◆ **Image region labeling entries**
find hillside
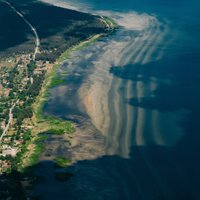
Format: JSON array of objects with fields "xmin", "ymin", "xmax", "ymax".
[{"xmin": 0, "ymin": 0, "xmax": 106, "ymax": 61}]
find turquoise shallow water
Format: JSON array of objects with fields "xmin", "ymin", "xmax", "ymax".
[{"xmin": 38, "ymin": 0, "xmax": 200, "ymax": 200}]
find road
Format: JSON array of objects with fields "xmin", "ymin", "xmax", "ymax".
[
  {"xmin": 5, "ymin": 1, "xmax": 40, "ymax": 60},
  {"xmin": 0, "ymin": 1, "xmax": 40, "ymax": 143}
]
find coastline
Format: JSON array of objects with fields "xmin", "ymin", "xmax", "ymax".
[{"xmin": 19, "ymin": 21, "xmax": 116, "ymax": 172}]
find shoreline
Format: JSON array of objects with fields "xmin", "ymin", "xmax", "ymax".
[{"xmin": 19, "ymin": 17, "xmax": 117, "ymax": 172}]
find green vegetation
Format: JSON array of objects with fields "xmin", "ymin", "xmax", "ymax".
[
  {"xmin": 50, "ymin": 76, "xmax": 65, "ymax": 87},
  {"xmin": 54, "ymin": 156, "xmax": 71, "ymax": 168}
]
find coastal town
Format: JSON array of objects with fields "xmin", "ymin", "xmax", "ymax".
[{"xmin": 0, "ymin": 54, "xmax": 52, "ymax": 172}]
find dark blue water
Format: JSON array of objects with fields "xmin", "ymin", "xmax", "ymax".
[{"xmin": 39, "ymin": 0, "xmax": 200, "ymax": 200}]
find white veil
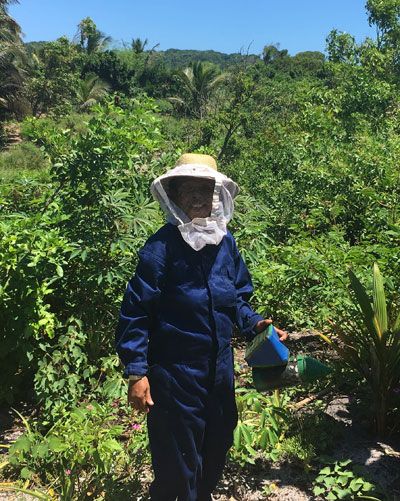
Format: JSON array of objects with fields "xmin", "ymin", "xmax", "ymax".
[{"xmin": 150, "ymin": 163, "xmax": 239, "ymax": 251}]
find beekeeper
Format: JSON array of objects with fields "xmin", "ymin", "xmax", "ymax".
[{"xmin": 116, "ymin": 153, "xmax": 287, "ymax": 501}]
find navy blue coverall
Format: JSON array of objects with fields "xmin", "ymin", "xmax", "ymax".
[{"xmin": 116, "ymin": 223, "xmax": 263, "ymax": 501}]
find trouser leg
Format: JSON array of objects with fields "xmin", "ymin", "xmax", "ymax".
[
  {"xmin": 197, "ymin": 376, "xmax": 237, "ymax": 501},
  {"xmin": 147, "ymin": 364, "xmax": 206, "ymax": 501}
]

---

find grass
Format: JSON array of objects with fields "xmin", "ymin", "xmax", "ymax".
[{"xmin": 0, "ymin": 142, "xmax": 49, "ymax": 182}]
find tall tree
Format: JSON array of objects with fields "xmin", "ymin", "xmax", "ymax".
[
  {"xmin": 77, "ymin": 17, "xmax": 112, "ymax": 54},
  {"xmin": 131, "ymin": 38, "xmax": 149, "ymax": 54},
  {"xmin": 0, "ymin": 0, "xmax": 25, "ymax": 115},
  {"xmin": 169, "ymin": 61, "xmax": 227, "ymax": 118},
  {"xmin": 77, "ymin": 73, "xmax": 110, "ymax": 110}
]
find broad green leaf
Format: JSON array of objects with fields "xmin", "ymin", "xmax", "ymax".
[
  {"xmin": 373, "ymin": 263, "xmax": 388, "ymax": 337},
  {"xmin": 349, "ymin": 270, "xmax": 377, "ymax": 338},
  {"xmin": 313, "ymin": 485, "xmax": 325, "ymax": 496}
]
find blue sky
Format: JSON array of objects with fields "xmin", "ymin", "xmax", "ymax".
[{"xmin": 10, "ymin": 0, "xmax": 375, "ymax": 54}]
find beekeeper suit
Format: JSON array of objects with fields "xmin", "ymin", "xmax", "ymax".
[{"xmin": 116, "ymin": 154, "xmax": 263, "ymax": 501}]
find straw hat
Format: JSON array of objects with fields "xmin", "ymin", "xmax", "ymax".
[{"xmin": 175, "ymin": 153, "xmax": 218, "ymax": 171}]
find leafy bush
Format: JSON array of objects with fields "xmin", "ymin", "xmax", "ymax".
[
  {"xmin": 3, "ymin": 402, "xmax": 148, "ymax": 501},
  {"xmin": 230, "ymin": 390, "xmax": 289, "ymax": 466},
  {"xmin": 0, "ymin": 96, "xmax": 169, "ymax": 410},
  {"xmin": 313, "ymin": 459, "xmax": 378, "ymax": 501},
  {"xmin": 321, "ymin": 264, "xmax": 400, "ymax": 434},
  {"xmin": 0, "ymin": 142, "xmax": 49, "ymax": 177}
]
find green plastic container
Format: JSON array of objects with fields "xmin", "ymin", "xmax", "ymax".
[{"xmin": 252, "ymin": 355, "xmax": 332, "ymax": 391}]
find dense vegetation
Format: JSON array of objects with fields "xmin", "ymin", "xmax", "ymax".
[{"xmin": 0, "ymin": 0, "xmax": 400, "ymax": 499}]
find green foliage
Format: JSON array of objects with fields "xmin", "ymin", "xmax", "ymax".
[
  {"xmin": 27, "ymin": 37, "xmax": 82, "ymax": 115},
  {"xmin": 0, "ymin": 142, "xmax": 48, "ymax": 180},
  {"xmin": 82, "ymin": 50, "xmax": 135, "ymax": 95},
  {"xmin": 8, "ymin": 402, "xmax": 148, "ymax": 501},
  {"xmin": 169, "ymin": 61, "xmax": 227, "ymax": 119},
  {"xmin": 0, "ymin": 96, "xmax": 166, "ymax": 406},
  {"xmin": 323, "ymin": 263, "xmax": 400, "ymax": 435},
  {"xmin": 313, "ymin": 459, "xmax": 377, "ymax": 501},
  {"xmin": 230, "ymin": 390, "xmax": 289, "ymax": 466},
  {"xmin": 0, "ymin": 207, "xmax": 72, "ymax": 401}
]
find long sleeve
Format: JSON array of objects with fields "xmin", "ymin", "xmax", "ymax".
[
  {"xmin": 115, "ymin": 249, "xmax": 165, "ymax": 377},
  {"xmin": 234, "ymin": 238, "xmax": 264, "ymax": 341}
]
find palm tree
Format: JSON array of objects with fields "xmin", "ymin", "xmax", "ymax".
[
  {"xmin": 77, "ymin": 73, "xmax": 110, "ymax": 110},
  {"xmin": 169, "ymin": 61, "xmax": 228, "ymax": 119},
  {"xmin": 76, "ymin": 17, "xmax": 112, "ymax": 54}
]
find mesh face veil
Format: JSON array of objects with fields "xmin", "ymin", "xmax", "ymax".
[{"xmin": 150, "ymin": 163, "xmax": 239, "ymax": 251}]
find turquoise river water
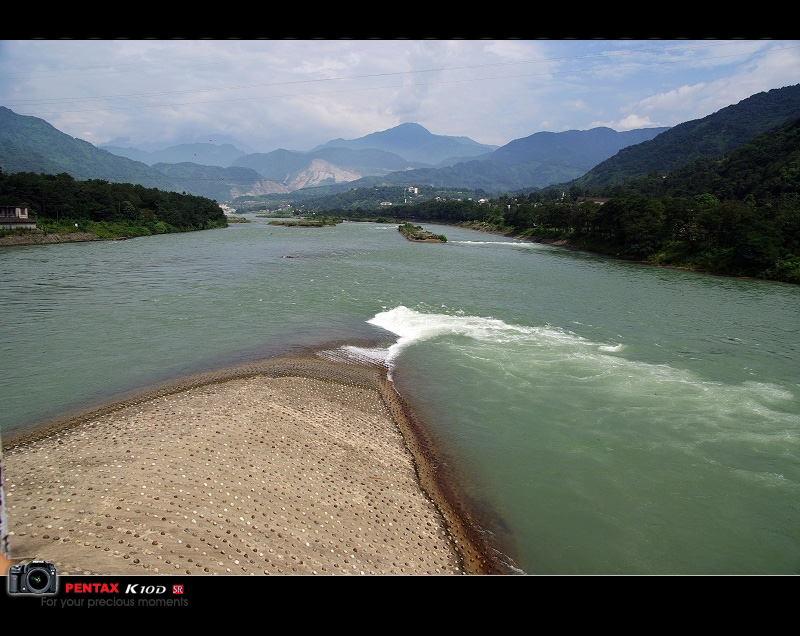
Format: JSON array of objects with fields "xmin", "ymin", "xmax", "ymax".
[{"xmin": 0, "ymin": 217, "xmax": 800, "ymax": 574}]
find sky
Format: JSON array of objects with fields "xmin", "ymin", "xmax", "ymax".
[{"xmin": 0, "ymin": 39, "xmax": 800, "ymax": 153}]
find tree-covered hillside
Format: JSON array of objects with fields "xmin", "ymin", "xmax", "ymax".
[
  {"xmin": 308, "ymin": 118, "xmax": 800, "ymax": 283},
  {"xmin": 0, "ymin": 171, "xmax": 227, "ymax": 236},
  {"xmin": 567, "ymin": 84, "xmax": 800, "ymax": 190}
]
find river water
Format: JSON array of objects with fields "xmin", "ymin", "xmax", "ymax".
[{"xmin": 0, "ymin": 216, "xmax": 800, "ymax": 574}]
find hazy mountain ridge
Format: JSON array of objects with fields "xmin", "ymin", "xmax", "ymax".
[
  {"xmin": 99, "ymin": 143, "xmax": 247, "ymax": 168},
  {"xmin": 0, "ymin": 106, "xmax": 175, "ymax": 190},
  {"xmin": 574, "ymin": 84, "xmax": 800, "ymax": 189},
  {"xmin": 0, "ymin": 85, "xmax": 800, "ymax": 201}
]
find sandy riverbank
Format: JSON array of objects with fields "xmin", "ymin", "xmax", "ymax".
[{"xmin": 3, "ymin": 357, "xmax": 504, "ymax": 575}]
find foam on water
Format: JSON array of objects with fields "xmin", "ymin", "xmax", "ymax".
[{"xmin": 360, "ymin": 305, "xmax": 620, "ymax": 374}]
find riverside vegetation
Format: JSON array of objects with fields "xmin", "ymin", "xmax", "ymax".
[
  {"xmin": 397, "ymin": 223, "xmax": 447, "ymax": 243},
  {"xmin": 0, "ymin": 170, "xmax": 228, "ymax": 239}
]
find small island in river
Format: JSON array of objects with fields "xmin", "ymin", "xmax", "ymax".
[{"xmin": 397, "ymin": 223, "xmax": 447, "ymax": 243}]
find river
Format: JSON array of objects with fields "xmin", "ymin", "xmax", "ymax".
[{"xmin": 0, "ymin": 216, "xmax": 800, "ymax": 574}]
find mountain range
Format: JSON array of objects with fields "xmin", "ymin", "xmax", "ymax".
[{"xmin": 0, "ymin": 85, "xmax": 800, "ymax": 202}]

◆ **EXERCISE OBJECTIVE**
Return every line in the records that contains the string "mountain". Only matches with the same capitalization count.

◆ **CORRECT RESPONSE**
find hazy mountain ridge
find mountain range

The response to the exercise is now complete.